- **What you have to do**
Transcribe the part of the mountain shelf thread starting at "## Herb Stoops" and ending at "(Jan 17, 2015)".
begin Text segment
# Mountain shelf



## jemangin (Oct 23, 2013)

My oldest daughter wanted a shelf to hold her essential oils. She told her younger sister about one she saw on etsy. My youngest and I tackled the project together so she could give it to her sister for her birthday. We made it from rough cedar fence boards that I planed down to 3/8". The ones we saw online used 3/4" and looked a bit rough hewn. The thinner boards made clamping a challenge. Using pin nails, blue tape and an assortment of clamps eventually brought it all together. I was having a lot of trouble with the top peak when I remembered a trick I read about where you shoot pin nails into a the end of the board under low pressure then cut them off and use them like dowels to hold the position during glue up.The miter sled did a great job on the 30 degree angles. Finished it with shellac and wax.


----------



## RainMan 2.0 (May 6, 2014)

Nice job Jamie , that is really neat


----------



## Herb Stoops (Aug 28, 2012)

I see what you mean about creative clamping, good job, never seen one quite like that.
HErb


----------



## jj777746 (Jan 17, 2015)

Nice work Jamie. I will have to make one for my daughter.Thank you for showing how. James.


----------



## marecat3 (Nov 30, 2010)

That is cool


----------



## woodworker47 (Dec 19, 2008)

Jamie,

Nice job. I really like it.

Frank


----------



## sreilly (May 22, 2018)

I would think she's ecstatic about the outcome. Not your usual shelf and you made it your....rather hers. Very lucky young lady.


----------



## TenGees (Sep 12, 2012)

Nice outcome, interesting design.


----------



## MEBCWD (Jan 14, 2012)

Really nice project and good solutions in the build process.


----------



## roxanne562001 (Feb 5, 2012)

Very nice


----------



## Nickp (Dec 4, 2012)

Nicely done....!


----------



## Oscar36 (Feb 23, 2019)

Really sharp looking.


----------



## Bstrom (Jan 2, 2020)

Any chance we could get some dimensions on this excellent piece? That appears to be the hard part(?)...


----------



## DaninVan (Jan 1, 2012)

Great solutions on the clamping; well done!


----------



## Marco (Feb 21, 2009)

Great design, fit and finish!


----------



## WoodFrog (Mar 28, 2020)

That turned out fantastic! You did a great job with all the angles and joints. The finish looks good too, Cedar fence boards are not the easiest to get smooth and straight like that.


----------



## jemangin (Oct 23, 2013)

Dimensions: 17 3/4" wide by 13 3/4" tall by 2 1/2" deep. Cedar 3/8" thick boards. Bottom shelfs are 3 1/8" tall to allow the 2 1/2" tall oil bottles to fit with a bit of space. The angles are 60 degrees. The left peak is 9 1/2" tall, centre peak 13 3/4" and the right peak 10" tall. If I did it again I would make the side peak height more varied to show the height difference. 

Make a full size drawing first. Really helps with sizing the boards before cutting the angles. I set the angle on the table saw then cut all the boards on a cross cut sled.


----------



## Bstrom (Jan 2, 2020)

jemangin said:


> Dimensions: 17 3/4" wide by 13 3/4" tall by 2 1/2" deep. Cedar 3/8" thick boards. Bottom shelfs are 3 1/8" tall to allow the 2 1/2" tall oil bottles to fit with a bit of space. The angles are 60 degrees. The left peak is 9 1/2" tall, centre peak 13 3/4" and the right peak 10" tall. If I did it again I would make the side peak height more varied to show the height difference.
> 
> Make a full size drawing first. Really helps with sizing the boards before cutting the angles. I set the angle on the table saw then cut all the boards on a cross cut sled.


Many thanks - this will make a great gift to a few folks.


----------
end Text segment
begin Record extracts
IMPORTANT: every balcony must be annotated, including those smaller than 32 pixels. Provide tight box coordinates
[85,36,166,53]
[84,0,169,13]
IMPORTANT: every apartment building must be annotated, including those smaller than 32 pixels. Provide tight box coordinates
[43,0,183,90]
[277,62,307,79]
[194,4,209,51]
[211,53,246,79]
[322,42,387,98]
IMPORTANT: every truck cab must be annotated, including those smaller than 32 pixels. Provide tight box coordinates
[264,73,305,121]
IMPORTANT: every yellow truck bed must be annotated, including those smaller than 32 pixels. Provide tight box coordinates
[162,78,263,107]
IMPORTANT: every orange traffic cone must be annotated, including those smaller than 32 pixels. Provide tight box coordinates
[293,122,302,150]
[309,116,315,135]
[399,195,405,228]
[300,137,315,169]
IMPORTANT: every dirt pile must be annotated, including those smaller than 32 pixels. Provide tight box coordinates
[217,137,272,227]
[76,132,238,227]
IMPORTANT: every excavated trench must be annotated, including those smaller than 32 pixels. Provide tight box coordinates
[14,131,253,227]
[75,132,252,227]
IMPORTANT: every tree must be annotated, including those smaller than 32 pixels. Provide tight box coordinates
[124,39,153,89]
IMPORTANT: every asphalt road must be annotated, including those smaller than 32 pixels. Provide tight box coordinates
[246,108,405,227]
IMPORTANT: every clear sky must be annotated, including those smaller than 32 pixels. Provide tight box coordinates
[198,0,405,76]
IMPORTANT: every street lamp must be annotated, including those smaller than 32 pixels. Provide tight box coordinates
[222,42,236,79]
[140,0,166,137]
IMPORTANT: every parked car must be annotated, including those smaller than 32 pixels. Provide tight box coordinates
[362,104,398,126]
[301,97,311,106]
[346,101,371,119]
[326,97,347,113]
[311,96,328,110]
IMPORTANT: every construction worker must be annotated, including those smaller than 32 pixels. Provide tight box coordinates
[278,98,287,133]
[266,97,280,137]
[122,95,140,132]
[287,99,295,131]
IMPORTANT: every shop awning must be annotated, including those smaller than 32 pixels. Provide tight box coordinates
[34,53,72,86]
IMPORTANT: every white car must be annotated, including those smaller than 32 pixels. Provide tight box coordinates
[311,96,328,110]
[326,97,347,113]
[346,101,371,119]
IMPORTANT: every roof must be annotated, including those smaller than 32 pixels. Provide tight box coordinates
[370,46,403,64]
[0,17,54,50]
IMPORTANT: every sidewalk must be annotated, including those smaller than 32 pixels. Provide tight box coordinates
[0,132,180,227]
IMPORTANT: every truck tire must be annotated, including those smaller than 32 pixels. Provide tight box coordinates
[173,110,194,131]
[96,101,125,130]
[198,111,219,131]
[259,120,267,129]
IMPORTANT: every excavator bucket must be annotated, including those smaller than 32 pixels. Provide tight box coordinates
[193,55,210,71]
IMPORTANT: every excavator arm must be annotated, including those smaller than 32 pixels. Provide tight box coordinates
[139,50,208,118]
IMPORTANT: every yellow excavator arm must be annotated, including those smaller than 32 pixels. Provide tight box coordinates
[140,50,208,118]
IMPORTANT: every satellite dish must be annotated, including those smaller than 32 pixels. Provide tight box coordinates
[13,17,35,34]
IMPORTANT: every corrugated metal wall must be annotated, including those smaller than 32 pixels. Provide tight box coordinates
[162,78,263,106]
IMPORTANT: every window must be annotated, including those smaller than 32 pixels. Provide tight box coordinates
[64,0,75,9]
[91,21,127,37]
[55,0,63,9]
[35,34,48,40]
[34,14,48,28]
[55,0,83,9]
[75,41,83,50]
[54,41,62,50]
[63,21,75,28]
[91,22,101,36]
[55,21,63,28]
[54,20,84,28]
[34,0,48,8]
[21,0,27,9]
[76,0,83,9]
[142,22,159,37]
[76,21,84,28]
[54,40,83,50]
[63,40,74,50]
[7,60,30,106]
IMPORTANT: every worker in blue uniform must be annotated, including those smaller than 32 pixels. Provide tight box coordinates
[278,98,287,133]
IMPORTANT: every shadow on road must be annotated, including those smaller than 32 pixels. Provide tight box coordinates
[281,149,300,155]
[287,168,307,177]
end Record extracts
- **Solved exercise**
## Herb Stoops (Aug 28, 2012)

I see what you mean about creative clamping, good job, never seen one quite like that.
HErb


----------



## jj777746 (Jan 17, 2015)